What follows is data; output all of it exactly as given.

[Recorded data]
[Start of Attachment]
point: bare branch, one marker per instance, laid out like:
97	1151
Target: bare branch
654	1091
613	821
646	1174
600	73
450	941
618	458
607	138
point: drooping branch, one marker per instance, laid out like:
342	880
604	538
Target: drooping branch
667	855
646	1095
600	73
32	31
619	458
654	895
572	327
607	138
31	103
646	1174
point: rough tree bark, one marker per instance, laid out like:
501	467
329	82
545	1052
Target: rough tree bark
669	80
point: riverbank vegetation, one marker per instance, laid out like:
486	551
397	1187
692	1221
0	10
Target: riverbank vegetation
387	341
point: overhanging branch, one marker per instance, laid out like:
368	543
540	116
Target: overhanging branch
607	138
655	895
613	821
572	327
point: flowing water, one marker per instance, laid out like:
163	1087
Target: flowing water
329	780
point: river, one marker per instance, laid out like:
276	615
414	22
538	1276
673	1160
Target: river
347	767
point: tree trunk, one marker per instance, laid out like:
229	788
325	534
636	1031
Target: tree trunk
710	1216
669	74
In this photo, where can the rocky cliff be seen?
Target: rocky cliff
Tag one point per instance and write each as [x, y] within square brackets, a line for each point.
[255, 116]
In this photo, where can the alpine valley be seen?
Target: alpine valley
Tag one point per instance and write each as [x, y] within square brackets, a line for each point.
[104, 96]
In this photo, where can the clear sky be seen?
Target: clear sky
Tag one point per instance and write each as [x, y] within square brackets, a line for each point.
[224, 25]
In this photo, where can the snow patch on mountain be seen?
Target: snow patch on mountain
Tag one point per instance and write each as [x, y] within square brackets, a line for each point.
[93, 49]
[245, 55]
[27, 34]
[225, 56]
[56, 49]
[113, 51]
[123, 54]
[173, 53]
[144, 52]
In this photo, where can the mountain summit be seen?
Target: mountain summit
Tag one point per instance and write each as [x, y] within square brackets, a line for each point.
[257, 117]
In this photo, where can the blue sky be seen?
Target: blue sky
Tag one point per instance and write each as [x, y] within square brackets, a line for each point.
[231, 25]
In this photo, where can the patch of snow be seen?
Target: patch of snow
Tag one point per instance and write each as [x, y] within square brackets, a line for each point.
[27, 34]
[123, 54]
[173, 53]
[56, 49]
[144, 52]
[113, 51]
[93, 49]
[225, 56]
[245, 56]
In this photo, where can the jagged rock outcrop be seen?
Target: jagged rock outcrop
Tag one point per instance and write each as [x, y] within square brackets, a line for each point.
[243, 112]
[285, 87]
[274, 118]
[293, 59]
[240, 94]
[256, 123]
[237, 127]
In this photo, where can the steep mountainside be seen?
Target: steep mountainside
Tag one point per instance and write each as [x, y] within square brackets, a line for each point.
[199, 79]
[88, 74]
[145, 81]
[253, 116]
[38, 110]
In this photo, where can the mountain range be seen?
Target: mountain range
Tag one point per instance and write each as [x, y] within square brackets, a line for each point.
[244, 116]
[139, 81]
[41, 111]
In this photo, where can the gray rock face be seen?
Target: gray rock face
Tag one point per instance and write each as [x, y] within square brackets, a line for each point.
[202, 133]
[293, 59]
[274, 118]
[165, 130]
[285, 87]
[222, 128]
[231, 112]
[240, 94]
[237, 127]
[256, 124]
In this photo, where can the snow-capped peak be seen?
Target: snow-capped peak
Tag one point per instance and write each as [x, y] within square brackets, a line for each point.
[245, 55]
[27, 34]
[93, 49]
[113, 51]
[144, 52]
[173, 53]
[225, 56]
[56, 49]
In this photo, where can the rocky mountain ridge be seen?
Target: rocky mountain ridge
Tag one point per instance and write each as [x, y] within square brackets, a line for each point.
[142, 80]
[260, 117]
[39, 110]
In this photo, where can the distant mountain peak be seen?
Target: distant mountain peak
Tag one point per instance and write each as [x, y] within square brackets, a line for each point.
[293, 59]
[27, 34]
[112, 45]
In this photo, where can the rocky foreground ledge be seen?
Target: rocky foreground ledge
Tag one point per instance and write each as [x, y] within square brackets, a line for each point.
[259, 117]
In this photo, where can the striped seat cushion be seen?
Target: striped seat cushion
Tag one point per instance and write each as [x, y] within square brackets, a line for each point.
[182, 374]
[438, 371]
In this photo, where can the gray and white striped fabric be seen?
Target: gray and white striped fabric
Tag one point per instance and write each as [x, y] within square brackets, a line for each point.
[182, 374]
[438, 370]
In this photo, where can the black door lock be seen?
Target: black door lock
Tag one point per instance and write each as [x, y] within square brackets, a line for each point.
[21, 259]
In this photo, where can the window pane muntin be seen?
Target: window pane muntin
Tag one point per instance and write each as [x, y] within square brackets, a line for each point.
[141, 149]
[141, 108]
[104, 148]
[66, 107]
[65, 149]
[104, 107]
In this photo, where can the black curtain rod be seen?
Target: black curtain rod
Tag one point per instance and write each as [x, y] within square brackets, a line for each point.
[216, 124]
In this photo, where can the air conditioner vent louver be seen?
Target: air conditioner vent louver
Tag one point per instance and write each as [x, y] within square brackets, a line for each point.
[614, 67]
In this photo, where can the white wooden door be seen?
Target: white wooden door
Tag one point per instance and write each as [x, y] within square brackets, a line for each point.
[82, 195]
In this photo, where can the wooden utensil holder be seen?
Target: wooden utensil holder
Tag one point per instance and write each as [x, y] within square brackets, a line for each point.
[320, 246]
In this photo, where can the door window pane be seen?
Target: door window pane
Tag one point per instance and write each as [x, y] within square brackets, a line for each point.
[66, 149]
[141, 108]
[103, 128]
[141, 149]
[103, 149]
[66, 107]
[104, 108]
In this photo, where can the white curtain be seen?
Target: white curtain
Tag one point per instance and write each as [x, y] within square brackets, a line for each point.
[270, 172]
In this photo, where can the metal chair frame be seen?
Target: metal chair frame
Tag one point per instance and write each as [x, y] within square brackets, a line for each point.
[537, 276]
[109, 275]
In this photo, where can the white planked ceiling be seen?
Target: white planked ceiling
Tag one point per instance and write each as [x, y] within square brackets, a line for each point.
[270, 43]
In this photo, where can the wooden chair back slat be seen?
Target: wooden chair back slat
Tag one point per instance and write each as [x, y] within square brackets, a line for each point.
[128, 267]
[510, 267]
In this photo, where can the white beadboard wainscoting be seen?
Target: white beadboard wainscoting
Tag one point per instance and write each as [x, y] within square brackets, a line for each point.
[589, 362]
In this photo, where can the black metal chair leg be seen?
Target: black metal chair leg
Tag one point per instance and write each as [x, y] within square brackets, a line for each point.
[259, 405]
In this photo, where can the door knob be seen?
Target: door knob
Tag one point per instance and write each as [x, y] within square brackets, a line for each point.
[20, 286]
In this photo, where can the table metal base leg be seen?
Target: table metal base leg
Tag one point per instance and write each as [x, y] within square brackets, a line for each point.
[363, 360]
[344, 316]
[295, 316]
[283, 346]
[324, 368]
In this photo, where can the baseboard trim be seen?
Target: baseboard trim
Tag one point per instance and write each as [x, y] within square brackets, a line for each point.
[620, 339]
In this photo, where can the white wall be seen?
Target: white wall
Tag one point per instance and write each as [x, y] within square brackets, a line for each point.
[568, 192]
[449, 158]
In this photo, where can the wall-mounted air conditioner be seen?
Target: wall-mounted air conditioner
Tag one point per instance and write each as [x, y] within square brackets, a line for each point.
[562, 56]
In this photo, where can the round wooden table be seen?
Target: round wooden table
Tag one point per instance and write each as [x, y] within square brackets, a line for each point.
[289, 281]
[End of Attachment]
*Result below*.
point: bare branch, one marker per instance, laid out like:
97	1151
Target: bare branch
654	1091
613	821
646	1174
600	73
450	941
618	458
607	138
point: drooping branch, one marker per instance, laid out like:
342	880
604	538
Target: drooping branch
667	855
646	1095
600	73
32	31
619	458
654	895
572	327
607	138
31	103
646	1174
point: rough tree bark, one marker per instance, laid out like:
501	467
329	82
545	1052
Target: rough tree bark
669	80
point: riverbank vegetation, one marker per instance, laid out like:
486	551
397	1187
692	1221
0	10
Target: riverbank vegetation
387	341
point: overhanging branch, one marker per instance, laid out like:
368	543
540	116
Target: overhanging branch
607	138
655	895
613	821
572	327
point: flowing water, one marker per instance, laid out like:
163	1087
Target: flowing water
329	780
point: river, one marker per instance, laid out like:
276	615
414	22
538	1276
673	1160
Target: river
347	767
point: tree trunk, one marker per instance, laid out like:
229	788
325	534
636	1031
Target: tree trunk
710	1216
669	74
In this photo, where can the rocky cliff be seen?
Target: rocky cliff
Tag one point per instance and write each as [x, y] within square brackets, a line for each point.
[255, 116]
In this photo, where can the alpine valley be seen?
Target: alpine valley
Tag one point per instance and write each as [x, y] within square brackets, a line for each point.
[104, 96]
In this photo, where can the clear sky be seen?
Target: clear sky
Tag one point per instance and write each as [x, y] within square brackets, a line for each point.
[224, 25]
In this photo, where can the snow patch on mountain be seen?
Target: snow patch on mountain
Tag one point per instance and write each as [x, y] within square brackets, a line for each point.
[93, 49]
[245, 55]
[27, 34]
[225, 56]
[56, 49]
[113, 51]
[123, 54]
[173, 53]
[144, 52]
In this photo, where can the mountain summit be seen?
Target: mountain summit
Tag one point per instance and write each as [x, y] within square brackets, a line for each point.
[257, 117]
In this photo, where can the blue sky be seen?
Target: blue sky
Tag one point per instance and write each as [x, y] within square brackets, a line for each point.
[231, 25]
In this photo, where can the patch of snow be seen?
Target: patch of snow
Tag one point per instance and write each as [x, y] within square brackets, a line for each point.
[27, 34]
[123, 54]
[173, 53]
[56, 49]
[144, 52]
[113, 51]
[93, 49]
[225, 56]
[245, 56]
In this photo, where can the jagged rock outcrop be seen?
Target: jagged rock outcrop
Tag one point per instance and write each as [x, y] within square brackets, a line for each point.
[243, 112]
[285, 87]
[274, 118]
[293, 59]
[240, 94]
[256, 123]
[237, 127]
In this photo, where can the steep mountainside be seen?
Target: steep mountainside
Tag one point per instance and write each as [x, y] within square brackets, a line for each point.
[199, 79]
[88, 74]
[145, 81]
[253, 116]
[38, 110]
In this photo, where can the mountain range be seen?
Target: mountain range
Tag one point per instance and write each as [x, y] within square brackets, a line for each point.
[244, 116]
[139, 81]
[41, 111]
In this photo, where can the gray rock face be seen?
Target: gray rock face
Tag one point per instance and write each as [x, y] within square brackets, a line for each point.
[202, 133]
[293, 59]
[274, 118]
[165, 130]
[285, 87]
[222, 128]
[231, 112]
[240, 94]
[237, 127]
[256, 124]
In this photo, where can the snow-capped peak be seen?
Target: snow-capped peak
Tag one point per instance and write each as [x, y] within square brackets, a line for each point.
[245, 55]
[27, 34]
[93, 49]
[113, 51]
[144, 52]
[173, 53]
[225, 56]
[56, 49]
In this photo, where can the rocky mountain ridge be seen?
Target: rocky mountain ridge
Tag one point per instance and write each as [x, y] within square brackets, a line for each point.
[142, 80]
[260, 117]
[39, 110]
In this photo, where can the distant mountain peak be seen?
Target: distant mountain peak
Tag one point per instance and write each as [x, y] within square brackets, a line for each point.
[293, 59]
[27, 34]
[112, 45]
In this photo, where can the rocky foreground ledge be seen?
Target: rocky foreground ledge
Tag one point per instance and write each as [x, y] within square brackets, a line for each point.
[259, 117]
In this photo, where can the striped seat cushion be seen?
Target: striped seat cushion
Tag one point per instance and write each as [x, y] within square brackets, a line for each point.
[182, 374]
[438, 371]
In this photo, where can the gray and white striped fabric be seen?
Target: gray and white striped fabric
Tag one point per instance and write each as [x, y] within square brackets, a line for each point.
[182, 374]
[438, 370]
In this photo, where can the black door lock be seen?
Target: black door lock
Tag one point per instance and write each as [x, y] within square brackets, a line for each point.
[21, 259]
In this photo, where can the window pane muntin be seen?
Target: window pane muntin
Tag one point per instance and write each as [x, y] within square brackets, a line for each point.
[141, 149]
[141, 108]
[104, 148]
[66, 107]
[65, 149]
[104, 107]
In this photo, where can the black curtain rod be seen?
Target: black curtain rod
Tag one point per instance and write each as [x, y] within square brackets, a line for each point.
[216, 124]
In this photo, where can the air conditioner vent louver be seen?
Target: air conditioner vent louver
Tag one point per instance and write each as [x, y] within square brackets, a line for each point.
[614, 67]
In this photo, where can the white wooden door be seen?
Target: white wooden door
Tag one point per instance and write each as [x, y] within square brackets, a line for each point.
[82, 195]
In this photo, where can the wooden utensil holder be seen?
Target: wooden utensil holder
Tag one point per instance and write each as [x, y] within square brackets, a line for each point.
[320, 246]
In this photo, where can the door window pane be seen?
Target: door window pane
Tag one point per instance and write each as [x, y] within square brackets, a line for each point.
[66, 149]
[141, 108]
[103, 128]
[141, 149]
[103, 149]
[66, 107]
[104, 108]
In this photo, where can the white curtain be seen?
Target: white curtain
Tag one point per instance and write each as [x, y] within square brackets, a line for each point.
[270, 172]
In this photo, where can the metal chair frame be seen?
Target: metal chair frame
Tag one point per instance and write each as [x, y] within square brackets, a line for each point.
[537, 276]
[109, 275]
In this photo, where can the white planked ceiling be seen?
Target: white planked ceiling
Tag one point per instance and write each as [x, y] within square brackets, a line for each point.
[270, 43]
In this photo, where can the wooden chair back slat be seen?
Target: wooden chair back slat
Tag one point per instance and write each as [x, y] within square brackets, a line for each point.
[128, 267]
[510, 267]
In this photo, where can the white beadboard wainscoting be seen?
Target: white beadboard wainscoting
Tag one point per instance and write each as [x, y] within square brackets, a line for each point.
[589, 362]
In this photo, where can the black metal chair leg be seen?
Target: black metal chair leg
Tag one point per instance and write each as [x, y] within square brackets, a line for each point.
[259, 405]
In this photo, where can the door knob be seen?
Target: door knob
Tag one point per instance and write each as [x, y] within square brackets, a line for each point.
[20, 286]
In this photo, where can the table metal base leg be seen?
Target: table metal base leg
Tag one point per instance and write each as [x, y] within square brackets, a line for each point.
[363, 360]
[344, 316]
[295, 316]
[283, 346]
[324, 368]
In this photo, where can the baseboard trim be seen?
Target: baseboard trim
Tag one point per instance and write each as [x, y] within square brackets, a line for each point.
[620, 339]
In this photo, where can the white wall be seen?
Target: white wall
Tag one point per instance and write each as [x, y] within square brackets, a line for each point.
[568, 192]
[449, 158]
In this photo, where can the wall-mounted air conditioner be seen?
Target: wall-mounted air conditioner
Tag one point per instance and write each as [x, y] within square brackets, a line for each point.
[562, 56]
In this photo, where can the round wooden table be seen?
Target: round wooden table
Tag one point per instance and write each as [x, y] within square brackets, a line for each point.
[289, 281]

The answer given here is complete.